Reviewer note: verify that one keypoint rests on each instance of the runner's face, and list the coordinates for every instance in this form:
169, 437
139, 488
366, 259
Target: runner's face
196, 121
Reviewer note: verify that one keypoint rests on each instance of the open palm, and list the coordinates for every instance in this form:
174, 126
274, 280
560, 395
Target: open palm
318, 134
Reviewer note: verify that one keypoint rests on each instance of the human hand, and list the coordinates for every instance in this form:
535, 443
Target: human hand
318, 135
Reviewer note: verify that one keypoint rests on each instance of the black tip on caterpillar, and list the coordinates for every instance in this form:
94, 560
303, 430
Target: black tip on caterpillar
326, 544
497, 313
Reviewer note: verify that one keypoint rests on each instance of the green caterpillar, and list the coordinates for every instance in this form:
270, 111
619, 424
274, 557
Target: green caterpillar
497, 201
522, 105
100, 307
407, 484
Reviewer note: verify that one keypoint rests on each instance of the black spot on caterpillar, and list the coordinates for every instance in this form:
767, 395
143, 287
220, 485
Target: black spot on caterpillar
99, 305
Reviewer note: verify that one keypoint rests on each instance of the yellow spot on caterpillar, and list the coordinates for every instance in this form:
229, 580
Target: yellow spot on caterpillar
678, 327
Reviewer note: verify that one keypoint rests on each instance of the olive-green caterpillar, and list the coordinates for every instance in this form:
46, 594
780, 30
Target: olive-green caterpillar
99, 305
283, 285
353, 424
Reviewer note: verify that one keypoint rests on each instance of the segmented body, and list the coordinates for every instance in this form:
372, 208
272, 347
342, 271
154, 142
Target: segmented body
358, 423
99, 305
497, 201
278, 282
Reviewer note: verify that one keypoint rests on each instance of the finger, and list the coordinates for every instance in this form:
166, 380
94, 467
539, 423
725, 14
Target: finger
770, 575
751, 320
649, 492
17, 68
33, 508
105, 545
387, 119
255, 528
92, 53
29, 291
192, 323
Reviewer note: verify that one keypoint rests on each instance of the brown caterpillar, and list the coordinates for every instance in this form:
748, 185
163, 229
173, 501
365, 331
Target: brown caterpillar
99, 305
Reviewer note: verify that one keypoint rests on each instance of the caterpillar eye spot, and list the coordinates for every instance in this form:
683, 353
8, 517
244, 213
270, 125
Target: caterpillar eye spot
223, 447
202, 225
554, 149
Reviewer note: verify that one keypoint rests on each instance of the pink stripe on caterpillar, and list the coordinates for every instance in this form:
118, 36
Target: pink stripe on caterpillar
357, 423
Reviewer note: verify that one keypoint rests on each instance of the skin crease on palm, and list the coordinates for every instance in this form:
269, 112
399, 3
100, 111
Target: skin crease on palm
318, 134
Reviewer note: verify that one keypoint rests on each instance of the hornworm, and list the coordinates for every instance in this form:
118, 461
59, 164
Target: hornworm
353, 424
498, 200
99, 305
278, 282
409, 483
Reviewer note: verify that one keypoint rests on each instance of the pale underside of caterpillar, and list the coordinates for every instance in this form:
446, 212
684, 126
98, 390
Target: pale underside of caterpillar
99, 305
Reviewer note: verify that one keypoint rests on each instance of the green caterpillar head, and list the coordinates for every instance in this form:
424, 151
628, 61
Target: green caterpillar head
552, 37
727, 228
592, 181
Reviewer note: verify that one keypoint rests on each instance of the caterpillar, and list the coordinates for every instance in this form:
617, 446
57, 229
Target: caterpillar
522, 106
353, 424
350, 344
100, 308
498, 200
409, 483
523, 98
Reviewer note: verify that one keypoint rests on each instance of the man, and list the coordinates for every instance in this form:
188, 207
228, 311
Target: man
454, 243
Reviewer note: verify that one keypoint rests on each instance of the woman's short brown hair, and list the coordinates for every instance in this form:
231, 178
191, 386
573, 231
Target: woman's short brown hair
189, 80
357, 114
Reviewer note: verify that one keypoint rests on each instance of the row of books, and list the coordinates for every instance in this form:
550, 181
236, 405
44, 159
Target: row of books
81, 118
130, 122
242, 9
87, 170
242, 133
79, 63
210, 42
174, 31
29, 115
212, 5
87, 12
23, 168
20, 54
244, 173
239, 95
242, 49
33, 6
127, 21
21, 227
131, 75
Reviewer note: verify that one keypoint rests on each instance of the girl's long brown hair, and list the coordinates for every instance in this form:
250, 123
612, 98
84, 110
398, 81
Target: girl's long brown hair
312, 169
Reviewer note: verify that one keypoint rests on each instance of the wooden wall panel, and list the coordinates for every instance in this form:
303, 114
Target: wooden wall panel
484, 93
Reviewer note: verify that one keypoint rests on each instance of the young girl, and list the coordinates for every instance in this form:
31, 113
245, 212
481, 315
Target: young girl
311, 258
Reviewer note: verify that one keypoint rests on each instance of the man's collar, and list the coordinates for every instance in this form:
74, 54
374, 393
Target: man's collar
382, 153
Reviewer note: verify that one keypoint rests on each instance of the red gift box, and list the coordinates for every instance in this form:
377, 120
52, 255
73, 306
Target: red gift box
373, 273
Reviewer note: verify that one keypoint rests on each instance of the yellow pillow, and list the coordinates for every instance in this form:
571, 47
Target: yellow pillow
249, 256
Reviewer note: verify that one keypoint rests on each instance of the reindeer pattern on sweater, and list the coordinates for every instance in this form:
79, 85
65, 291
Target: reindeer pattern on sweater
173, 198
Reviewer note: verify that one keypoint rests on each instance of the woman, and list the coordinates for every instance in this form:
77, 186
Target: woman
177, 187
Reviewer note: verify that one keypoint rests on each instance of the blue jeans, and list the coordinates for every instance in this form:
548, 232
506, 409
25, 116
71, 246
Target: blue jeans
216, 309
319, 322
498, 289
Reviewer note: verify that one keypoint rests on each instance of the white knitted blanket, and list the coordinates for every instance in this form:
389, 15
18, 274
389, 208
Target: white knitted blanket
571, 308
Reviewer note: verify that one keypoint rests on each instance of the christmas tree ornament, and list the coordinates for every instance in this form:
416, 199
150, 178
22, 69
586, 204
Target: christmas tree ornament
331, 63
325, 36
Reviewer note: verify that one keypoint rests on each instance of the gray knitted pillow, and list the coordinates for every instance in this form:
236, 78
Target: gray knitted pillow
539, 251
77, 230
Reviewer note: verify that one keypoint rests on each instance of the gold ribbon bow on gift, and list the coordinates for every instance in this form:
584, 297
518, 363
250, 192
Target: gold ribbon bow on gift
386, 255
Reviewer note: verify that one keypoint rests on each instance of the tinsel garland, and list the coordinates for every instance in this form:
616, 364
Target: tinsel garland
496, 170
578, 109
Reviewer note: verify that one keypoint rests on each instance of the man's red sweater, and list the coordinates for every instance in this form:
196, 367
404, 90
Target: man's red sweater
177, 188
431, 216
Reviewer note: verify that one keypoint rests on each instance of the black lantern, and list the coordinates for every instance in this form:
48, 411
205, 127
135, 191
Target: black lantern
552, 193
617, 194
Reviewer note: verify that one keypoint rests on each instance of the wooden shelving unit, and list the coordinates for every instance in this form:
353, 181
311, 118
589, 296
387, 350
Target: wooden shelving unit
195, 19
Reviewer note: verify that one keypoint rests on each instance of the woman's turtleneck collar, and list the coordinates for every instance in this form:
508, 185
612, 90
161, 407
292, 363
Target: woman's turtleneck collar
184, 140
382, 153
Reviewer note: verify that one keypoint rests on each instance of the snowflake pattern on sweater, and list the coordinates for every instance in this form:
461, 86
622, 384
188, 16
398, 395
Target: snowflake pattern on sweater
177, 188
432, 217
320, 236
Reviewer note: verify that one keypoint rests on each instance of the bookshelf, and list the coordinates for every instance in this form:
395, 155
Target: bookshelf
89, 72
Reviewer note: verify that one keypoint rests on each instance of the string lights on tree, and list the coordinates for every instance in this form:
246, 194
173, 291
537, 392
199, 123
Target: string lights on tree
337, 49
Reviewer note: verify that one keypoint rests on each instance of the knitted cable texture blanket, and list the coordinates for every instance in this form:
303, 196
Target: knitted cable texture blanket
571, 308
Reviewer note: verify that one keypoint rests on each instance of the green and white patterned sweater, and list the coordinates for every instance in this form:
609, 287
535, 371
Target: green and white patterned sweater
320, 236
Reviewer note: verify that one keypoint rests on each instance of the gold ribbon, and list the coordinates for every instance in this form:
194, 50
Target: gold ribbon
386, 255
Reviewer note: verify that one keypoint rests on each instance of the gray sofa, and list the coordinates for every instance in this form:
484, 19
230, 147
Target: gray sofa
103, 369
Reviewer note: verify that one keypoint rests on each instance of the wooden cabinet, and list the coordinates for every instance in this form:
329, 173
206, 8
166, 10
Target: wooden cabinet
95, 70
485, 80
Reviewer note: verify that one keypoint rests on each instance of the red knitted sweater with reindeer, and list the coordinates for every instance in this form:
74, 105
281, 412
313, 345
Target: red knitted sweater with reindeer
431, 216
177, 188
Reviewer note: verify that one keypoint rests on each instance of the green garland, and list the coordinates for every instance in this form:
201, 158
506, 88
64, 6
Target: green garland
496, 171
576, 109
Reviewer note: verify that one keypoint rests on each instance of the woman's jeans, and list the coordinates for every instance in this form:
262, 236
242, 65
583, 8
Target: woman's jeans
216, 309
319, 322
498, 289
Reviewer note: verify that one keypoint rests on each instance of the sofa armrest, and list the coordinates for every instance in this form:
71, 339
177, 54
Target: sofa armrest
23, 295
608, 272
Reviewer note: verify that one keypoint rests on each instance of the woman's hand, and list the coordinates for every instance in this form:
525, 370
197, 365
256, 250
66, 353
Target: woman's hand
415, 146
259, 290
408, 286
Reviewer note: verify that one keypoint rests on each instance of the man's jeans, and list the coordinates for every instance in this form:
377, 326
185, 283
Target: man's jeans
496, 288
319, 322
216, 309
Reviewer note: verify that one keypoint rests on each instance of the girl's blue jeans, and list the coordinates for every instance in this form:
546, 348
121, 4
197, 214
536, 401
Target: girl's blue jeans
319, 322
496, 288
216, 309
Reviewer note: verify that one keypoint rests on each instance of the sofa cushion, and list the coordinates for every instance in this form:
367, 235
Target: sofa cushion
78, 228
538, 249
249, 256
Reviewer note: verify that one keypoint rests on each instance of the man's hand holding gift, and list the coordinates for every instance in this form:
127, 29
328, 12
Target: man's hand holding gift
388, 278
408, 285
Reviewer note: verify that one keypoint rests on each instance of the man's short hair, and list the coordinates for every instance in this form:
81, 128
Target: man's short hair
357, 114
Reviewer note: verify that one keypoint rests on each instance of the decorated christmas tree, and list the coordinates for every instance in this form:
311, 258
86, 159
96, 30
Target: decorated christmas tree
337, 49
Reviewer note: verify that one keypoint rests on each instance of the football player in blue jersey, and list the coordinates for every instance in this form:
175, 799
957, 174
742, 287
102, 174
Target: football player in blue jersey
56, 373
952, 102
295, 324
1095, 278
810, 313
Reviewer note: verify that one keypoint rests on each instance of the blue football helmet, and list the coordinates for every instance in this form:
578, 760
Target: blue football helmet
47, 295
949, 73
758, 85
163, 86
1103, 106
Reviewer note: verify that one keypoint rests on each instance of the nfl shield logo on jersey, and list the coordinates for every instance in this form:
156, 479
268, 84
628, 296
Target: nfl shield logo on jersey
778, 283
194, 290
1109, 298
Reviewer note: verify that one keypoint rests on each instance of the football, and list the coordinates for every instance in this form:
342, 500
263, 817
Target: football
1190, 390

+-------+

Return every line from the one holding "the man's hand" through the end of the data, exactly as it appears, with both ends kept and nothing else.

- **Output for this task**:
Reviewer note: verify that one keypoint rests on each instance of the man's hand holding gift, and list the coordinates for every instance in this form:
127, 29
328, 12
Target: man's hand holding gift
388, 278
408, 285
Reviewer note: verify that one keypoint rests on each instance of the man's short hair, and list the coordinates for every instance in this form:
81, 128
Target: man's short hair
357, 114
Reviewer note: verify that one keypoint rests on each instance of the decorated christmas tree, and list the coordinates for every instance in this form:
311, 258
86, 159
96, 30
Target: decorated christmas tree
337, 49
Reviewer note: verify that one keypoint rests on each instance of the football player in blue jersey, and list the coordinates for every instance in this form:
175, 799
957, 174
742, 287
102, 174
Target: football player in blue jersey
56, 373
952, 102
295, 324
1095, 278
810, 313
Reviewer note: verify that one keypoint rests on each instance of the blue football helmet, and list the coordinates for every instance in this form:
578, 760
Target: blue football helmet
47, 295
949, 73
758, 85
163, 86
1103, 106
Reviewer note: verify that one keypoint rests on each instance of the nfl shield logo on jersey, and list the coordinates for every instance in this form:
156, 479
268, 84
628, 296
Target: nfl shield logo on jersey
778, 283
194, 290
1109, 298
Reviewer note: verify that one keypoint rests on each instance of the football, and list the coordinates for every instance in this form:
342, 500
263, 817
Target: football
1190, 390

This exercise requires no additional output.